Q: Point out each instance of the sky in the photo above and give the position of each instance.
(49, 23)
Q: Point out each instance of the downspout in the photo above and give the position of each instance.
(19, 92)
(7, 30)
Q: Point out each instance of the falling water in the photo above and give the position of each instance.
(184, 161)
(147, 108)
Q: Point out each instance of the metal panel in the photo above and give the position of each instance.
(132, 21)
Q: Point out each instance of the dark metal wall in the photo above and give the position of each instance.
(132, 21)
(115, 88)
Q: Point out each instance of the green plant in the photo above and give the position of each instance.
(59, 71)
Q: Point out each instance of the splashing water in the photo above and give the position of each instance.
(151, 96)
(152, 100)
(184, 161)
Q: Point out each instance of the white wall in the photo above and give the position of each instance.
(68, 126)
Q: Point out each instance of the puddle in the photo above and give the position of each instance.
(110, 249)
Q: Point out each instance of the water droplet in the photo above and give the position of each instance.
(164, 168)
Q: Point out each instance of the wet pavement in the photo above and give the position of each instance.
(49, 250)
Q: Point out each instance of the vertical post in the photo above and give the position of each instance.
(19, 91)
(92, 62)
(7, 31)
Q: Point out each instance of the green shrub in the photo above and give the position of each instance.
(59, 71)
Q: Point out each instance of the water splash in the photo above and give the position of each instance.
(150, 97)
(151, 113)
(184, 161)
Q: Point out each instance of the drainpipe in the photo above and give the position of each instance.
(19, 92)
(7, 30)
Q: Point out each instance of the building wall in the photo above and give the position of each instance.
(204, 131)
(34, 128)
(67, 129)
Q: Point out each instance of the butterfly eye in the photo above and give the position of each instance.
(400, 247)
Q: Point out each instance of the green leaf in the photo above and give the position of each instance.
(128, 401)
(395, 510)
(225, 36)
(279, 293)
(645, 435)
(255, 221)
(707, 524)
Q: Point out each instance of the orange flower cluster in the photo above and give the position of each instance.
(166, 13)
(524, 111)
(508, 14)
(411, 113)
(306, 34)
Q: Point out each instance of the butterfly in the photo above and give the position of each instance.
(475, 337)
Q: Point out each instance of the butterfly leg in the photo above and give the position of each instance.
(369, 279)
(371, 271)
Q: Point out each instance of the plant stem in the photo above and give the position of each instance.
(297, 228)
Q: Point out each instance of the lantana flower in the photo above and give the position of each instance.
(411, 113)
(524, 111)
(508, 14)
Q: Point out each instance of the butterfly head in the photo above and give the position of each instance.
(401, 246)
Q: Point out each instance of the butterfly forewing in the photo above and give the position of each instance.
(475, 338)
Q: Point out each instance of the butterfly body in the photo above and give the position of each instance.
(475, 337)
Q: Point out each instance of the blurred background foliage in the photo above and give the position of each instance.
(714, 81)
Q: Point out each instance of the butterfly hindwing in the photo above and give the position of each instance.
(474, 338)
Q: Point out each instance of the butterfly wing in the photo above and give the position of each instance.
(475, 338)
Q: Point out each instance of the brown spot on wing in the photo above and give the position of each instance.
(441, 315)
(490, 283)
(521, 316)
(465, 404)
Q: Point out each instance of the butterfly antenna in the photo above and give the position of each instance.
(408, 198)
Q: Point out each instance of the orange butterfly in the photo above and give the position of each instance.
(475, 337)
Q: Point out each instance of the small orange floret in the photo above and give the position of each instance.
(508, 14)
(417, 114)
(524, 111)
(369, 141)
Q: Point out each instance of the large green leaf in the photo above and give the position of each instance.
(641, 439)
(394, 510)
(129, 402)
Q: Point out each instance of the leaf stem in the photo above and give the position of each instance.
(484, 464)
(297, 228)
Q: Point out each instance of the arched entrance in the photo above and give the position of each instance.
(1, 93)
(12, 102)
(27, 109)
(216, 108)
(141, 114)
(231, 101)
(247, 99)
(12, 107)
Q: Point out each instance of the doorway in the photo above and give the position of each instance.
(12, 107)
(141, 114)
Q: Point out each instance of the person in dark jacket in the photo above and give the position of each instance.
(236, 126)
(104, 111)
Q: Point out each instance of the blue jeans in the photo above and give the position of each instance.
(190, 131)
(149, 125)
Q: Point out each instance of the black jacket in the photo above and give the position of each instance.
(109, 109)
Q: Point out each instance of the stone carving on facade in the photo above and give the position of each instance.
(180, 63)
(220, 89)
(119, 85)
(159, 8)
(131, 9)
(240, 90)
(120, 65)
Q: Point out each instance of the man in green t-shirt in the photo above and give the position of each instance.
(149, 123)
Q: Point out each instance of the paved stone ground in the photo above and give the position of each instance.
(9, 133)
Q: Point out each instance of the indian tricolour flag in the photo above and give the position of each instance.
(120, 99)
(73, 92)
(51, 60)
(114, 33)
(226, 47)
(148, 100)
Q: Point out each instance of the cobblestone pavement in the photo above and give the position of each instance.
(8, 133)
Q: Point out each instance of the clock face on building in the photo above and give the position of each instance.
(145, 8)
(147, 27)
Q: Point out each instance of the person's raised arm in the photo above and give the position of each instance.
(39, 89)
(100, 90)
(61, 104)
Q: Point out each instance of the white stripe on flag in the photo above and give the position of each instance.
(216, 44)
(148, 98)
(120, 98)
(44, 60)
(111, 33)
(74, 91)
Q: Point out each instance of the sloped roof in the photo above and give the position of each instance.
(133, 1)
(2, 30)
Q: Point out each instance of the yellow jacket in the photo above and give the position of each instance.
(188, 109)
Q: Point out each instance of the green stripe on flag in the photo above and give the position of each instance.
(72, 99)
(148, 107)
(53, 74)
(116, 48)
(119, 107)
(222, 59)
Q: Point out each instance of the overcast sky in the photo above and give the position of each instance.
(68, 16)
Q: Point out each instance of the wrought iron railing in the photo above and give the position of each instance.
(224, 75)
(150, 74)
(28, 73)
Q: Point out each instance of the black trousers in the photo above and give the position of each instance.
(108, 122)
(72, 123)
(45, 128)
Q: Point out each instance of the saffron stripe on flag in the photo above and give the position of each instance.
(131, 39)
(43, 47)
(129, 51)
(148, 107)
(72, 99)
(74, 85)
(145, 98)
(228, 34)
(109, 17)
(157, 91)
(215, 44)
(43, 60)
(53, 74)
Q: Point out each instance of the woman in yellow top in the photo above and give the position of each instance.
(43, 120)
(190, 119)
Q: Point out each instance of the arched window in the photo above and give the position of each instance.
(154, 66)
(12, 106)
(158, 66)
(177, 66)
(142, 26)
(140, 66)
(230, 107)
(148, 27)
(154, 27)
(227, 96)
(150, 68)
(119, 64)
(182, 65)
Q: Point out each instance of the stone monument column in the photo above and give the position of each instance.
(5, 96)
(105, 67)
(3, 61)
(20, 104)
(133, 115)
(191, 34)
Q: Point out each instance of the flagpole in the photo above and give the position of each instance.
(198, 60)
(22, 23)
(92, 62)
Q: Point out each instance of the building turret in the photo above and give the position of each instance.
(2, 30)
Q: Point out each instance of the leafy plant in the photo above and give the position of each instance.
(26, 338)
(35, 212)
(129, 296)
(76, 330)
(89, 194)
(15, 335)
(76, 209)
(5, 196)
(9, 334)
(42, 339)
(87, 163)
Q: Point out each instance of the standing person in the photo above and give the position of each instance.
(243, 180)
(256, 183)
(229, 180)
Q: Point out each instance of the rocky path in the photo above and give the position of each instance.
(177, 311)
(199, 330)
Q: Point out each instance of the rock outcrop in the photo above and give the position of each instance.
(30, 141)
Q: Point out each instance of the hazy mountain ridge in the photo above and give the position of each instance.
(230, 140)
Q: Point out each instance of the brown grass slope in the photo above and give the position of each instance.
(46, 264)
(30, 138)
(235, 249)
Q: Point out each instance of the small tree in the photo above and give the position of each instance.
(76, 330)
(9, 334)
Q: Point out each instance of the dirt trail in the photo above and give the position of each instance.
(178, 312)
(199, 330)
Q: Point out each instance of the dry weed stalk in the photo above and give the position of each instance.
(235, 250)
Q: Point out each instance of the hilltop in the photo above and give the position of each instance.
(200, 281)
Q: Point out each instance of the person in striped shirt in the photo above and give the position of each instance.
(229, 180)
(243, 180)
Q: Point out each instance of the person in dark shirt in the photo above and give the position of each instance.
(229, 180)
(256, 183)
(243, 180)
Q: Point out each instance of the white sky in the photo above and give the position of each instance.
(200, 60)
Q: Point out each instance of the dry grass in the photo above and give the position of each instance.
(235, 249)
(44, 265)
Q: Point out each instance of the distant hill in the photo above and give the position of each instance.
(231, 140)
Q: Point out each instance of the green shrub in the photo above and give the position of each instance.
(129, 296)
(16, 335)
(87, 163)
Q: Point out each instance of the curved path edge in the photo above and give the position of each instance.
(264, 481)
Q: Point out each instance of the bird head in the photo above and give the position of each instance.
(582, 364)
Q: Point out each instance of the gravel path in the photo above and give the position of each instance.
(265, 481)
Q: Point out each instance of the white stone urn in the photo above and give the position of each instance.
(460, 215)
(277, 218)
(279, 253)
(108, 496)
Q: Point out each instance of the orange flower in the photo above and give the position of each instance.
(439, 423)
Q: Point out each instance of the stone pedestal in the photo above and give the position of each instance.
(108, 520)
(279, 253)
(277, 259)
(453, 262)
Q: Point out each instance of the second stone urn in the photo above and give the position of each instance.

————————

__The exercise__.
Exactly repeat the lines from the line that contains "Q: Point out each instance of the curved" to the end of the entries, both included, and leave out all other lines.

__Task response__.
Q: Point out each instance of the curved path edge in the photo above and give the position of each instance.
(264, 481)
Q: Point out each instance of the bird head in the photo above and give the position of each instance.
(582, 364)
Q: Point out each instance of the gravel path in the photo above and give the position of each instance.
(265, 481)
Q: Point out each instance of the white stone urn in the photo above and give the position of each instance.
(460, 215)
(277, 218)
(279, 253)
(108, 496)
Q: Point out each instance of the orange flower in the photo above and give the position of each instance.
(439, 423)
Q: Point out each instance of the stone pedestal in the photo above and give the position of each instance.
(108, 520)
(279, 253)
(277, 259)
(453, 262)
Q: Point out each instance of the second stone urn in the photo above and give the position of each instance.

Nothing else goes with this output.